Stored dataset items

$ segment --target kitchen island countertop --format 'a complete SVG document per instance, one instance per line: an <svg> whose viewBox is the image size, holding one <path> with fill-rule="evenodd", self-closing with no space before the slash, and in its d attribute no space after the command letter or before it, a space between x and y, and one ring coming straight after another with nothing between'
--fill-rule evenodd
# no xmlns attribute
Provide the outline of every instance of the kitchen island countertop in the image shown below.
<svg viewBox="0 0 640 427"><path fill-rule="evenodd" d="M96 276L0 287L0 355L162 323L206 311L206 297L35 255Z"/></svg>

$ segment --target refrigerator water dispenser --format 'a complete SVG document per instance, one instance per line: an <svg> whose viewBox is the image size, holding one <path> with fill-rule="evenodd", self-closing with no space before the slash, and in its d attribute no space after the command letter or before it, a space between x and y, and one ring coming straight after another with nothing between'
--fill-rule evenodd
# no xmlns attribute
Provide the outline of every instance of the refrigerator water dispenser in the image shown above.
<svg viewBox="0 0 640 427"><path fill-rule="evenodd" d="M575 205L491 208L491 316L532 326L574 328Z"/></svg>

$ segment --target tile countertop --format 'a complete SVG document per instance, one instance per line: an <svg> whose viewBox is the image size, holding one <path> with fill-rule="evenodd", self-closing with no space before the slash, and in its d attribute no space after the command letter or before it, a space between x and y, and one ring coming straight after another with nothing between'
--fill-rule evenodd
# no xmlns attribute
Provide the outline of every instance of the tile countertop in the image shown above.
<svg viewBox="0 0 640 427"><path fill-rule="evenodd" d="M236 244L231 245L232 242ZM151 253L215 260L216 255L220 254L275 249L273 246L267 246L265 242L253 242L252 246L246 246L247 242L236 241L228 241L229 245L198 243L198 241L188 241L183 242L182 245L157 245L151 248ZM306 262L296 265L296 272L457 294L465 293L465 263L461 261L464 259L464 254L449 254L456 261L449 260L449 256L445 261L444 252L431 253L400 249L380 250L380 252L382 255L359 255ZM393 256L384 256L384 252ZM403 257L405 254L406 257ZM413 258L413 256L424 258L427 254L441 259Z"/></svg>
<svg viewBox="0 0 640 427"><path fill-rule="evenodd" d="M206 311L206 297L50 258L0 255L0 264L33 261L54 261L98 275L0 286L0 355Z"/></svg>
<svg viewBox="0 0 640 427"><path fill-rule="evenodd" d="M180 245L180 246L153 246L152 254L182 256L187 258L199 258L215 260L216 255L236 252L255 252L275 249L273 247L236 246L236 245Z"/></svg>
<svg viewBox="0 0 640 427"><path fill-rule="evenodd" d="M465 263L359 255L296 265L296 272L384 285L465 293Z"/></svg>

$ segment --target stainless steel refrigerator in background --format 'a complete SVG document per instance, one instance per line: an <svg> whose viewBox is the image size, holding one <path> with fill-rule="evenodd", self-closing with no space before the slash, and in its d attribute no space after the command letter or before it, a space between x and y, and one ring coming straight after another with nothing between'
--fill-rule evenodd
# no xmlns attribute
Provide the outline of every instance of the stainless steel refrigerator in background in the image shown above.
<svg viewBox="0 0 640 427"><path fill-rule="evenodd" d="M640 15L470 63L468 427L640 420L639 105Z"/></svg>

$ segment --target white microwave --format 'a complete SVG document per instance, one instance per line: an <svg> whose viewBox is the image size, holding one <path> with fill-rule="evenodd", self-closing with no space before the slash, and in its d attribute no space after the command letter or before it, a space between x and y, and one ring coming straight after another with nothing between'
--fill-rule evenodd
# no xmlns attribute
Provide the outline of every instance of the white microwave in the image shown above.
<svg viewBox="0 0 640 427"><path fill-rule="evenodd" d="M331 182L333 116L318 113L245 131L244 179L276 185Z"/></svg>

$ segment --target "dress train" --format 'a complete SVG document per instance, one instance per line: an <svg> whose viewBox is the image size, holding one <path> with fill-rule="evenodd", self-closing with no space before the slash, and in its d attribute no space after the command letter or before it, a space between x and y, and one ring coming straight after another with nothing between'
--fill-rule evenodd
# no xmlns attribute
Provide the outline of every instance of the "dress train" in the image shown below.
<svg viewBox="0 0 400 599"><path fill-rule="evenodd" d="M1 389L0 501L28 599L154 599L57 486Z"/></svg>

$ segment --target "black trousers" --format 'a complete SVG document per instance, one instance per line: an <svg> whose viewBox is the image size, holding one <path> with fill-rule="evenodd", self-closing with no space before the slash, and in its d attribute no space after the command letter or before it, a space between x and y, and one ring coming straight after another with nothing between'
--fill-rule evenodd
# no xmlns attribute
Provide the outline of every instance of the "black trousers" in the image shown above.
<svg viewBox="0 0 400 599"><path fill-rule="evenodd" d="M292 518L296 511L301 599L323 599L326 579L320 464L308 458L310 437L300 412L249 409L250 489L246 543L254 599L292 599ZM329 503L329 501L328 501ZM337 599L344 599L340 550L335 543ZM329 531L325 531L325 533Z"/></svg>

__What you will do__: Print all of the entries exactly, leaving nothing out.

__Solution__:
$ segment --target kitchen island countertop --format 'a complete SVG document per instance, one instance per line: an <svg> whose viewBox is the image size, holding one <path> with fill-rule="evenodd", self-closing with no space before the slash, and in its d attribute no space after the command letter or before it, a space between x and y, and one ring coming straight after another with nothing between'
--fill-rule evenodd
# no xmlns attribute
Provide the outline of every instance of the kitchen island countertop in the image shown below.
<svg viewBox="0 0 640 427"><path fill-rule="evenodd" d="M96 276L0 287L0 355L162 323L206 311L206 297L35 255Z"/></svg>

$ segment --target refrigerator water dispenser --format 'a complete SVG document per instance, one instance per line: an <svg> whose viewBox is the image size, holding one <path> with fill-rule="evenodd", self-closing with no space before the slash, and in its d attribute no space after the command letter or before it, a space between x and y, and one ring coming straight after another with nothing between'
--fill-rule evenodd
# no xmlns attribute
Provide the outline of every instance of the refrigerator water dispenser in the image shown above.
<svg viewBox="0 0 640 427"><path fill-rule="evenodd" d="M575 205L491 208L491 316L532 326L574 328Z"/></svg>

$ segment --target tile countertop --format 'a complete SVG document per instance, one instance per line: an <svg> whose viewBox is the image size, holding one <path> with fill-rule="evenodd", self-closing with no space before the slash, and in its d attribute no space after the command letter or before it, a space between x and y, and one ring coming straight after another with nothing between'
--fill-rule evenodd
# no xmlns attribute
Provide the outline of every instance of the tile countertop in the image shown above.
<svg viewBox="0 0 640 427"><path fill-rule="evenodd" d="M236 244L231 245L232 242ZM151 253L215 260L216 255L220 254L275 249L273 246L267 246L265 242L253 242L252 246L246 246L247 242L236 241L228 241L229 245L198 243L198 241L188 241L183 242L182 245L157 245L151 248ZM306 262L296 265L296 272L457 294L465 293L465 263L461 261L464 259L464 254L449 254L456 261L449 260L449 256L445 261L444 252L431 253L400 249L380 250L380 252L382 255L359 255ZM393 256L384 256L384 252ZM403 257L405 254L406 257ZM413 258L413 256L424 258L427 254L441 259Z"/></svg>
<svg viewBox="0 0 640 427"><path fill-rule="evenodd" d="M206 311L206 297L50 258L0 255L0 264L33 261L54 261L98 275L0 286L0 355Z"/></svg>
<svg viewBox="0 0 640 427"><path fill-rule="evenodd" d="M180 245L180 246L153 246L152 254L182 256L187 258L199 258L215 260L216 255L236 252L255 252L275 249L273 247L236 246L236 245Z"/></svg>
<svg viewBox="0 0 640 427"><path fill-rule="evenodd" d="M465 263L359 255L296 265L296 272L384 285L465 293Z"/></svg>

$ segment --target stainless steel refrigerator in background --format 'a complete SVG document per instance, one instance per line: an <svg> whose viewBox is the image size, holding one <path> with fill-rule="evenodd", self-closing with no space before the slash, and in its d attribute no space after the command letter or before it, a space between x and y, and one ring coming straight after another with nothing between'
--fill-rule evenodd
# no xmlns attribute
Provide the outline of every instance of the stainless steel refrigerator in background in the image shown above.
<svg viewBox="0 0 640 427"><path fill-rule="evenodd" d="M640 15L470 63L468 427L640 420L639 105Z"/></svg>

$ segment --target white microwave --format 'a complete SVG document per instance, one instance per line: an <svg> whose viewBox is the image size, holding one <path> with fill-rule="evenodd", self-closing with no space before the slash, and in its d attribute no space after the command letter or before it, a space between x and y, and one ring coming straight after another with nothing between'
--fill-rule evenodd
# no xmlns attribute
Provide the outline of every instance of the white microwave in the image shown above.
<svg viewBox="0 0 640 427"><path fill-rule="evenodd" d="M331 182L333 116L318 113L245 131L244 179L276 185Z"/></svg>

$ segment --target "dress train" --format 'a complete SVG document per instance, one instance per line: an <svg> whose viewBox is the image size, holding one <path> with fill-rule="evenodd", self-closing with no space before the slash, and in its d attribute no space after the command letter or before it, a space between x and y, and one ring coming straight after another with nothing between'
--fill-rule evenodd
# no xmlns attribute
Provide the outline of every instance of the "dress train" in the image shown below.
<svg viewBox="0 0 400 599"><path fill-rule="evenodd" d="M1 389L0 501L28 599L154 599L57 486Z"/></svg>

$ segment --target "black trousers" --format 'a complete SVG document per instance, one instance per line: an <svg> whose viewBox is the image size, holding one <path> with fill-rule="evenodd", self-closing with no space before the slash, and in its d attribute no space after the command letter or before it, a space between x and y, and one ring coming straight after another with nothing between'
--fill-rule evenodd
# no xmlns attribute
Provide the outline of every instance of the "black trousers" in the image shown above.
<svg viewBox="0 0 400 599"><path fill-rule="evenodd" d="M292 518L296 511L301 599L323 599L326 579L320 464L308 458L310 437L300 412L249 409L250 489L246 543L254 599L292 599ZM329 503L329 501L328 501ZM337 599L344 599L340 550L335 543ZM329 531L325 531L325 533Z"/></svg>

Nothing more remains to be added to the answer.